-- WRITTEN INSTRUCTION --
In the page excerpt on the 2016 state legislative elections, how many seats did Republicans hold in the Kentucky House of Representatives after the election?

-- PAGE EXCERPT --
Kentucky House of Representatives
| Party |  | Before | After | Change |
|---|---|---|---|---|
|  | Republican | 47 | 64 | +17 |
|  | Democratic | 53 | 36 | −17 |
| Total |  | 100 | 100 |  |

===Maine===

All of the seats of the Maine Senate and the Maine House of Representatives were up for election in 2016. Democrats held control of the state House, and Republicans maintained control of the state Senate.

Maine Senate
| Party |  | Before | After | Change |
|---|---|---|---|---|
|  | Republican | 20 | 18 | −2 |
|  | Democratic | 15 | 17 | +2 |
| Total |  | 35 | 35 |  |

Maine House of Representatives
| Party |  | Before | After | Change |
|---|---|---|---|---|
|  | Democratic | 78 | 77 | −1 |
|  | Republican | 69 | 72 | +3 |
|  | Independent | 4 | 2 | −2 |
| Total |  | 151 | 151 |  |

===Massachusetts===

All of the seats of the Massachusetts Senate and the Massachusetts House of Representatives were up for election in 2016. Democrats retained control of both chambers.

Extracted records

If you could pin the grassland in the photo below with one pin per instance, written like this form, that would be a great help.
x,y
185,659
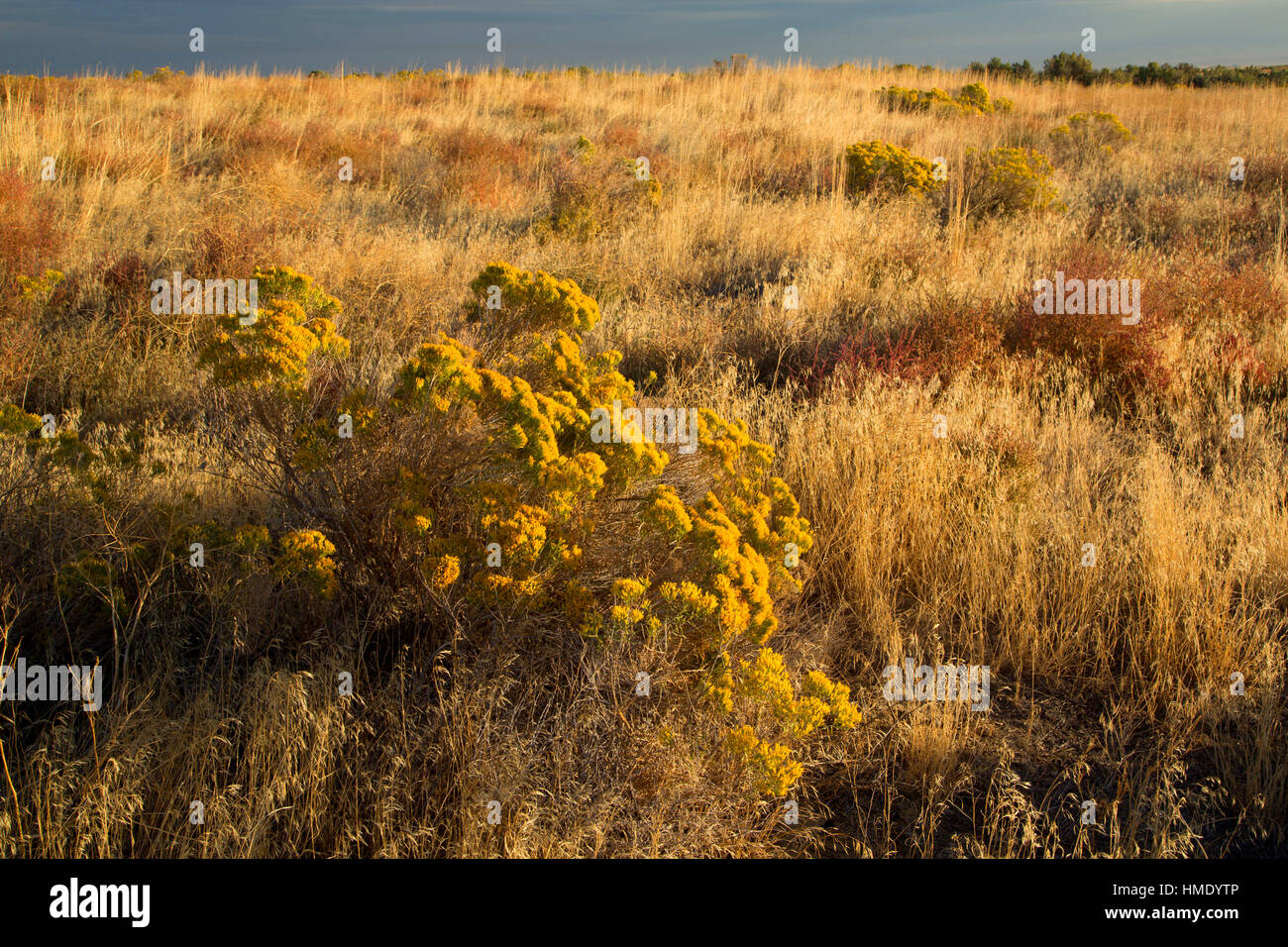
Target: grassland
x,y
1111,684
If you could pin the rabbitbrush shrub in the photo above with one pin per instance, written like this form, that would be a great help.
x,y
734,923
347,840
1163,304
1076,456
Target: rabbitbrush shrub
x,y
473,487
877,166
1009,180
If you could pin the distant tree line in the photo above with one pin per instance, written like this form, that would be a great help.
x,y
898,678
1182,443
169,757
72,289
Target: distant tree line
x,y
1078,68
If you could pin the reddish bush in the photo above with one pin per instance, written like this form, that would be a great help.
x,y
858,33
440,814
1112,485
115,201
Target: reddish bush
x,y
1127,359
30,237
947,339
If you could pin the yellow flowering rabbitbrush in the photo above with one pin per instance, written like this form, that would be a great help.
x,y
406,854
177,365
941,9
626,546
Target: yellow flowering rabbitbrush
x,y
518,509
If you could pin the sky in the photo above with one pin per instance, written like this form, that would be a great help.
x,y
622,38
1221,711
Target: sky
x,y
69,37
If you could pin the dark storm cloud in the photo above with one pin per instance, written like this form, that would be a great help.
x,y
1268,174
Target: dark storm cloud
x,y
64,37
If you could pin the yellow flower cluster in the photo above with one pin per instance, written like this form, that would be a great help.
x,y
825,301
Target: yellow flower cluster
x,y
307,557
1091,132
1009,180
505,513
880,166
772,766
294,322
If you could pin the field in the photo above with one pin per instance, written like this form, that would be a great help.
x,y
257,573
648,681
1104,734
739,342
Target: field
x,y
1094,510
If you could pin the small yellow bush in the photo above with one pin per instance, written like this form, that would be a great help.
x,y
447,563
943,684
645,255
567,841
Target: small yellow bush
x,y
1009,180
497,512
880,166
1087,133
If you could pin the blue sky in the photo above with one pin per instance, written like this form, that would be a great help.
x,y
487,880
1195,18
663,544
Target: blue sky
x,y
64,37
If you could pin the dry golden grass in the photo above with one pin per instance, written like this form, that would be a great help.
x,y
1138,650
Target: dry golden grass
x,y
1109,684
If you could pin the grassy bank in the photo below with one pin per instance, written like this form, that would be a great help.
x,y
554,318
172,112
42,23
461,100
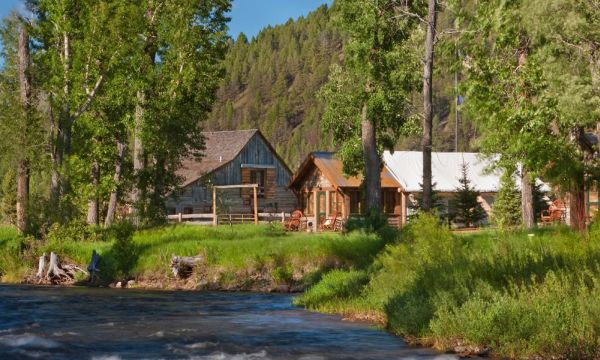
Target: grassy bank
x,y
244,257
521,295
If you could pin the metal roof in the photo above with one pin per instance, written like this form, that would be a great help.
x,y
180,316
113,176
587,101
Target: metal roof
x,y
407,168
332,168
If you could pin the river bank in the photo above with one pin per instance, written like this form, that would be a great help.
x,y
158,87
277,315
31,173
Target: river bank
x,y
134,324
513,294
240,258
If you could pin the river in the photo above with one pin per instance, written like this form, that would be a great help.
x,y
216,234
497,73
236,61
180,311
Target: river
x,y
82,323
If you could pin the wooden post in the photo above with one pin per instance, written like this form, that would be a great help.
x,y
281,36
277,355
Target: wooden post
x,y
214,206
255,206
404,208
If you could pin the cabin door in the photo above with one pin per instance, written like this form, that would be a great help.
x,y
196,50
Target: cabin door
x,y
321,207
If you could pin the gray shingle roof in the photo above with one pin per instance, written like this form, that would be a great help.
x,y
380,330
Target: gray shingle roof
x,y
221,148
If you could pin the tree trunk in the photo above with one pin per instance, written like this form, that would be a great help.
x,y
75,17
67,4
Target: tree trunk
x,y
577,203
114,195
92,217
22,163
372,163
138,154
428,106
527,211
22,195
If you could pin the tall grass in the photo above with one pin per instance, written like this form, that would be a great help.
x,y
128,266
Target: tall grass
x,y
238,255
524,294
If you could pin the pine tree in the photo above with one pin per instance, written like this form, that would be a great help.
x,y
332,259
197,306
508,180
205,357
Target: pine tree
x,y
468,210
8,198
506,211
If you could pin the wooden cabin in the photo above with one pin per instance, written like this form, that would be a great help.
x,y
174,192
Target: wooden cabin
x,y
234,158
323,189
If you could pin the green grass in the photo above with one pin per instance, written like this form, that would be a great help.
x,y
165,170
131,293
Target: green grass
x,y
521,295
240,256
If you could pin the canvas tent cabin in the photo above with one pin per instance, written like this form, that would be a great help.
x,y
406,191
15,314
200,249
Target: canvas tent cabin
x,y
234,158
446,167
323,189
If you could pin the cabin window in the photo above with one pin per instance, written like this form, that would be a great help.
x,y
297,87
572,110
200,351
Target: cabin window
x,y
389,201
355,205
308,203
336,202
258,177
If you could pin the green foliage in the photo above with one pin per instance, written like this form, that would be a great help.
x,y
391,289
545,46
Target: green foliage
x,y
12,252
8,198
124,251
523,296
467,209
271,80
506,211
379,73
75,231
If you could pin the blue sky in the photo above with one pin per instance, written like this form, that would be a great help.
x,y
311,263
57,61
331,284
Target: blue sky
x,y
248,16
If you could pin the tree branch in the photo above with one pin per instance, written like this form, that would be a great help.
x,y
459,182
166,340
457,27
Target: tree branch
x,y
88,100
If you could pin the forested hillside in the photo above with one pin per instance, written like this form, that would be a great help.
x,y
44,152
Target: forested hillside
x,y
272,82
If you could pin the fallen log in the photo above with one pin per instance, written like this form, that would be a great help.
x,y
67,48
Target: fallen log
x,y
183,266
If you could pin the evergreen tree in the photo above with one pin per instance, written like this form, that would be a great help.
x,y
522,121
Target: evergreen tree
x,y
8,198
506,211
468,210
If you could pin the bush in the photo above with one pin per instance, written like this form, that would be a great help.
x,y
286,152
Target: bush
x,y
523,296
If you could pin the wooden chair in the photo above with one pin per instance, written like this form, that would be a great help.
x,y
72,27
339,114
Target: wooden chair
x,y
330,223
294,222
554,213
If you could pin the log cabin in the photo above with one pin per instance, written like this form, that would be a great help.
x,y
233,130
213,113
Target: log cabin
x,y
323,189
234,158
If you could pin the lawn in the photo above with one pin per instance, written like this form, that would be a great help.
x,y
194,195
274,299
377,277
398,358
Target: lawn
x,y
522,294
237,257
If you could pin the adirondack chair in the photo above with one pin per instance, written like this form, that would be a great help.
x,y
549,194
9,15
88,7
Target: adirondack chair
x,y
555,212
330,223
294,222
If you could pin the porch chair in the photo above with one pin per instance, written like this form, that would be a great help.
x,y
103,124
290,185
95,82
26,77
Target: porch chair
x,y
330,223
294,222
554,213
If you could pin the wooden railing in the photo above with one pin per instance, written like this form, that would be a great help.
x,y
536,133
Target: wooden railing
x,y
229,218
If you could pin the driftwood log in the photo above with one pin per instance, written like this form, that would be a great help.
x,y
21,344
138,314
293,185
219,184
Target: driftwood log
x,y
93,266
58,273
183,266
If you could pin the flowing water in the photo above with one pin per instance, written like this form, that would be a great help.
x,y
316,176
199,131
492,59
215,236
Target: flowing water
x,y
81,323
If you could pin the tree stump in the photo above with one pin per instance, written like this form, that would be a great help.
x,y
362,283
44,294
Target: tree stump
x,y
93,266
183,266
60,274
41,267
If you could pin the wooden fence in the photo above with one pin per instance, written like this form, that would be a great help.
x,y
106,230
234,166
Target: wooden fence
x,y
209,219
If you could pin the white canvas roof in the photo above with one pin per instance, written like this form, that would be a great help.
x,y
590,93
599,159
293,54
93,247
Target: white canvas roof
x,y
407,168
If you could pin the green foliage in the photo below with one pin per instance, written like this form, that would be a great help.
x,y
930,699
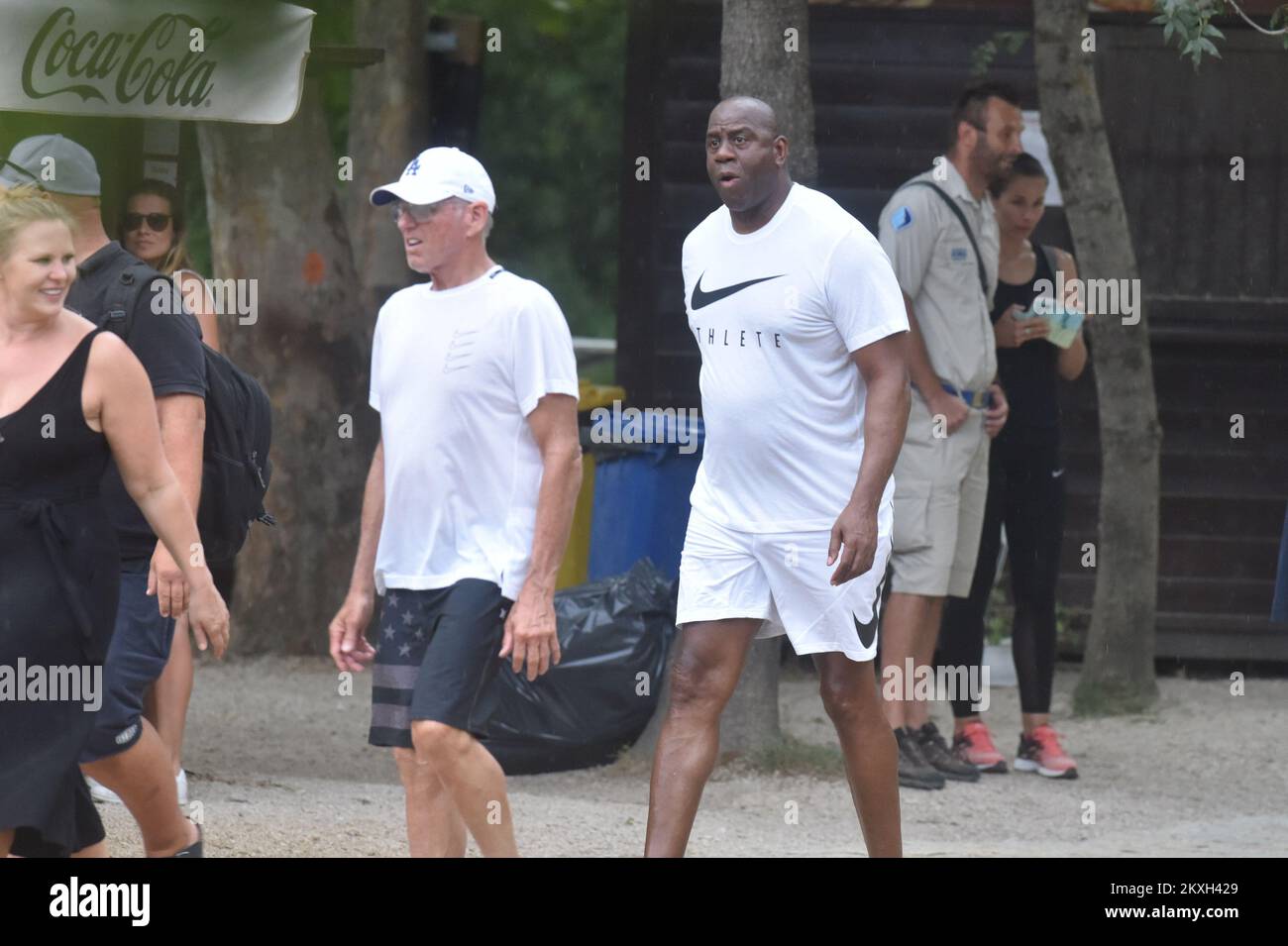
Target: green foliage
x,y
1010,43
552,138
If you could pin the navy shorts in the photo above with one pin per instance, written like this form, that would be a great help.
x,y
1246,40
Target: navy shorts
x,y
436,654
138,653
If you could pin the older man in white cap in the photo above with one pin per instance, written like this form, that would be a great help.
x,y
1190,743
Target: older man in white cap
x,y
468,503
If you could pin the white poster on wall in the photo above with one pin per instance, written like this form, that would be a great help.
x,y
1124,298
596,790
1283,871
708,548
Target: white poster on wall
x,y
1034,143
189,59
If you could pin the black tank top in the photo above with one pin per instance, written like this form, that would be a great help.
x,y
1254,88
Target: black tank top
x,y
59,566
1028,373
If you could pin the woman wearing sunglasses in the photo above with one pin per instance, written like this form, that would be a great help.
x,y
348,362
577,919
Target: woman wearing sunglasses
x,y
153,228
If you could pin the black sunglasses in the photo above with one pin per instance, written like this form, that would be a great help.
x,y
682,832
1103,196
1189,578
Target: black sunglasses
x,y
158,223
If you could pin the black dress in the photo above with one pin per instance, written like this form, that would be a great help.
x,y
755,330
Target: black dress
x,y
58,589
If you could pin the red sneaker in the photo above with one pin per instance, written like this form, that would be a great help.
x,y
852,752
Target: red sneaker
x,y
974,745
1041,753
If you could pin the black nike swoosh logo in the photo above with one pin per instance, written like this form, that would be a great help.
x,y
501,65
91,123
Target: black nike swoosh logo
x,y
700,299
868,632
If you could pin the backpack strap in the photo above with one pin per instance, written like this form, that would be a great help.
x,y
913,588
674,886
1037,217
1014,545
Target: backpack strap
x,y
961,219
123,297
1052,261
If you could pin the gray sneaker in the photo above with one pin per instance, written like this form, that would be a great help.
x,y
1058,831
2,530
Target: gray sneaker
x,y
913,769
936,753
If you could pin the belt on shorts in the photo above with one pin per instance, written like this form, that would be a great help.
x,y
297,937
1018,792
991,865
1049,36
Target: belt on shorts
x,y
42,511
975,399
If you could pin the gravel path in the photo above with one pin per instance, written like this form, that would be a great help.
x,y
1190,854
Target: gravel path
x,y
279,765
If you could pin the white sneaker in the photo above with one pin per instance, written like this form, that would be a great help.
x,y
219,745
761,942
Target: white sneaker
x,y
102,793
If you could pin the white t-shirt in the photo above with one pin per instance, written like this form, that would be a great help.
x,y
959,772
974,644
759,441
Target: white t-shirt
x,y
454,374
776,314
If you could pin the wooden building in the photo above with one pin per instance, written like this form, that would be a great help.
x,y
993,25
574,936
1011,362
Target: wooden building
x,y
1212,257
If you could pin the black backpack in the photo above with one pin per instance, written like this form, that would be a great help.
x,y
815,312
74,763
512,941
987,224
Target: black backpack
x,y
236,468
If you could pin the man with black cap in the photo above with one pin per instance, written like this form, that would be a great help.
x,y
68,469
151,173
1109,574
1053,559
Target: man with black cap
x,y
468,503
125,753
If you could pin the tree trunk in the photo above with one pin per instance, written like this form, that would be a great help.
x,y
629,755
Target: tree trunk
x,y
759,56
387,126
1119,665
274,218
755,60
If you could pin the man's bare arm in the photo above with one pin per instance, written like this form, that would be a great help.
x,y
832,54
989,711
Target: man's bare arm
x,y
183,430
853,543
349,649
885,374
554,426
531,633
364,578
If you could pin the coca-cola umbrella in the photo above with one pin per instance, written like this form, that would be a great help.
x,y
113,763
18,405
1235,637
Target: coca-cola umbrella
x,y
187,59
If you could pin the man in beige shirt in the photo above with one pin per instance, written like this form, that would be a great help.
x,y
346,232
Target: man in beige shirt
x,y
944,250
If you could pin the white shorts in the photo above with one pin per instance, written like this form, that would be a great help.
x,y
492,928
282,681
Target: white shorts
x,y
784,579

-- THE ANSWER --
64